EXERCISE PASSAGE:
•••••

Myth 5 — If a TBI does not show up in brain imaging, then it does not exist.
In the majority of mild TBI cases, neuroimaging is not able to detect structural differences. As such, structural scans, such as MRI and CT scans, often appear “normal.” This sometimes happens when slight structural differences, such as axonal shearing, are too subtle to detect in these scans. However, a TBI may still result in functional changes to the brain. That is to say, an injury does not have to make large, visible changes to the brain’s structure to result in functional changes in how the brain operates.
Some neuroimaging scans are better than others at detecting differences in function of the brain. Functional imaging — such as functional MRIs and PET scans — has been demonstrated to show the effects of concussion and mild TBI, however, it appears to be most often used within a research context, and not within the clinical settings. More typically, neuropsychological testing is used in clinical practice to document the functional impact of these types of injuries and develop treatment recommendations.
Myth 6 — If you have a TBI, then you have PTSD, too.
PTSD and TBI have a lot of overlapping symptoms, and frequently co-occur with one another. This is likely because blasts and other incidents that result in TBI are frequently traumatic in nature. However, there are distinctive symptoms that can help confirm if an individual has either or both diagnoses.

•••••

EXCERPTED RECORDS:
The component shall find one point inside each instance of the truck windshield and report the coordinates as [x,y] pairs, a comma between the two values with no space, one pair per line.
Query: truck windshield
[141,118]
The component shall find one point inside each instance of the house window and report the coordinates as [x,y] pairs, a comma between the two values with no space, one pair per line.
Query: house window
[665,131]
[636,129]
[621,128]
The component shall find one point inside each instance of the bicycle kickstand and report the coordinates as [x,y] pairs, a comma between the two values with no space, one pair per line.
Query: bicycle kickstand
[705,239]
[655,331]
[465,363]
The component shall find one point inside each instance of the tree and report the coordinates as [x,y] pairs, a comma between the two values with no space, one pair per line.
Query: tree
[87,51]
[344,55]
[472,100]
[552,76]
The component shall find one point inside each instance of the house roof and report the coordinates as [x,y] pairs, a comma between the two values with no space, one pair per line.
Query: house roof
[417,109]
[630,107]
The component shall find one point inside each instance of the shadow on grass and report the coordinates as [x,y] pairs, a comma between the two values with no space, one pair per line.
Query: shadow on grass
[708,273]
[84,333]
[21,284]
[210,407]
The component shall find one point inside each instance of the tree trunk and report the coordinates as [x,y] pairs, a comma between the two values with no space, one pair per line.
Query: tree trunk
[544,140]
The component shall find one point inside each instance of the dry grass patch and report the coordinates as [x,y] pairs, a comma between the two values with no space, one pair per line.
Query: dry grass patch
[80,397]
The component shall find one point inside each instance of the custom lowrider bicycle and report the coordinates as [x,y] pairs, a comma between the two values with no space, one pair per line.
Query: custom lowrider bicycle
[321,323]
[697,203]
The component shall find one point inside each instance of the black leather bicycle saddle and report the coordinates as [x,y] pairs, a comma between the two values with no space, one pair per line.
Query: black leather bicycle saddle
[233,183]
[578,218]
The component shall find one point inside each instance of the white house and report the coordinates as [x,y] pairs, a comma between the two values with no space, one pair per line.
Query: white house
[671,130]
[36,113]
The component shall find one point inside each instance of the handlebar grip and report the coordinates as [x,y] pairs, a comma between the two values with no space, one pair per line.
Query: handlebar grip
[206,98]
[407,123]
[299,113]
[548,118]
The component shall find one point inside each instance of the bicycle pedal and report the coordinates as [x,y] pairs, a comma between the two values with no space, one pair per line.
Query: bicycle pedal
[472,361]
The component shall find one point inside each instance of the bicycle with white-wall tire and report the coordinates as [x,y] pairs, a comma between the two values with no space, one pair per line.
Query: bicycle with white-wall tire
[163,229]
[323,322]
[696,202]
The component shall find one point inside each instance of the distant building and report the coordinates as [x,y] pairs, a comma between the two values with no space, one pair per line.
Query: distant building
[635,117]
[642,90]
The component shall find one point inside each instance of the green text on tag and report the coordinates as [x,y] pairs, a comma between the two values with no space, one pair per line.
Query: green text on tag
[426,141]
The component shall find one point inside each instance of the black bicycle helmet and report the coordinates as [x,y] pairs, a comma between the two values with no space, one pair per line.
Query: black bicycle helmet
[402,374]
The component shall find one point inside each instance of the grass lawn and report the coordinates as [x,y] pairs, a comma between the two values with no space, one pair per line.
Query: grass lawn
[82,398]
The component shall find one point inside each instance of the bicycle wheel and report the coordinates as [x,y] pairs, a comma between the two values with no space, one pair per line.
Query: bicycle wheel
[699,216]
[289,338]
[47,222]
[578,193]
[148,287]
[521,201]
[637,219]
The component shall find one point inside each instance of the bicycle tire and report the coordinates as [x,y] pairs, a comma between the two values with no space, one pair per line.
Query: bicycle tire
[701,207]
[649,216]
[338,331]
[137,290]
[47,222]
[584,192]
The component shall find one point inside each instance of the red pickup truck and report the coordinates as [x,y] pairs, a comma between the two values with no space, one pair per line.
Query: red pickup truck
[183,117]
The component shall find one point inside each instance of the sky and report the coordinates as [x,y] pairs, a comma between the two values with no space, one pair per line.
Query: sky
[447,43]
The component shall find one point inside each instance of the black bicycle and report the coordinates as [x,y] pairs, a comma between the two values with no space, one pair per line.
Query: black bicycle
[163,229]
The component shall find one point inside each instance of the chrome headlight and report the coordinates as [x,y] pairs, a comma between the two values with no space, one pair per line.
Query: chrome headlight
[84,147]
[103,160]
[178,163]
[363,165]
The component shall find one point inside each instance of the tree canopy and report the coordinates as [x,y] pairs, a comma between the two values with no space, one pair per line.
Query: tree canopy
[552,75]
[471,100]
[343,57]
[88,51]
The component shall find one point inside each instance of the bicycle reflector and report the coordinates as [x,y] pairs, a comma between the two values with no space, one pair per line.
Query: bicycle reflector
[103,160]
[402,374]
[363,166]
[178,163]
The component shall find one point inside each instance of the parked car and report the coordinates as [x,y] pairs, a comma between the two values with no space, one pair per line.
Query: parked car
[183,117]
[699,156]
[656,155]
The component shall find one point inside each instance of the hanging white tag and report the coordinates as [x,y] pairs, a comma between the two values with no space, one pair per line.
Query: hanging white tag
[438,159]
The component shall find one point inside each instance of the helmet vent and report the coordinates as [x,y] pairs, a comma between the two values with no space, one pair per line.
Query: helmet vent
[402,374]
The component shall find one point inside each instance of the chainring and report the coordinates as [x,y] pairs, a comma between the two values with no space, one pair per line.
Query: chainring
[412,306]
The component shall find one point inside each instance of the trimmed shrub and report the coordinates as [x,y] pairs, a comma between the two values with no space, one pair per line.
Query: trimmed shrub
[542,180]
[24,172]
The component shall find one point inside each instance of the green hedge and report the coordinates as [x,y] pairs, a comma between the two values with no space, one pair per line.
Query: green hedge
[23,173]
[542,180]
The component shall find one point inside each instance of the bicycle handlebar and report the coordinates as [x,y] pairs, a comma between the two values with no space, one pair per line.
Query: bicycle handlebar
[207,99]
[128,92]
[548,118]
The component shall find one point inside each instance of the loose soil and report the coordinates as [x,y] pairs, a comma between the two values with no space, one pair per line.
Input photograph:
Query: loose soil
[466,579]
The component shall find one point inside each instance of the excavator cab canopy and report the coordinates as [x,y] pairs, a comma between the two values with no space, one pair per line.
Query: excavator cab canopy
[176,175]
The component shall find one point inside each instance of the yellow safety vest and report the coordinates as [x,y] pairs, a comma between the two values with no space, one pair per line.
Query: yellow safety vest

•••••

PROBLEMS TO WORK ON:
a – Decide whether each statement agrees with the passage on TBI myths: (i) In most mild TBI cases, neuroimaging can detect structural differences. (ii) Functional imaging is used mostly in research rather than in clinical settings. (iii) PTSD and TBI often occur together. Answer yes or no for each, quoting the words of the passage that settle it.
b – Please extract the portion of the passage on TBI myths starting with "Myth 5 — If" and going on through "the brain operates.".

SOLUTIONS BELOW:
a –
(i) No: "In the majority of mild TBI cases, neuroimaging is not able to detect structural differences."
(ii) Yes: "it appears to be most often used within a research context, and not within the clinical settings."
(iii) Yes: "PTSD and TBI have a lot of overlapping symptoms, and frequently co-occur with one another."

b –
Myth 5 — If a TBI does not show up in brain imaging, then it does not exist.
In the majority of mild TBI cases, neuroimaging is not able to detect structural differences. As such, structural scans, such as MRI and CT scans, often appear “normal.” This sometimes happens when slight structural differences, such as axonal shearing, are too subtle to detect in these scans. However, a TBI may still result in functional changes to the brain. That is to say, an injury does not have to make large, visible changes to the brain’s structure to result in functional changes in how the brain operates.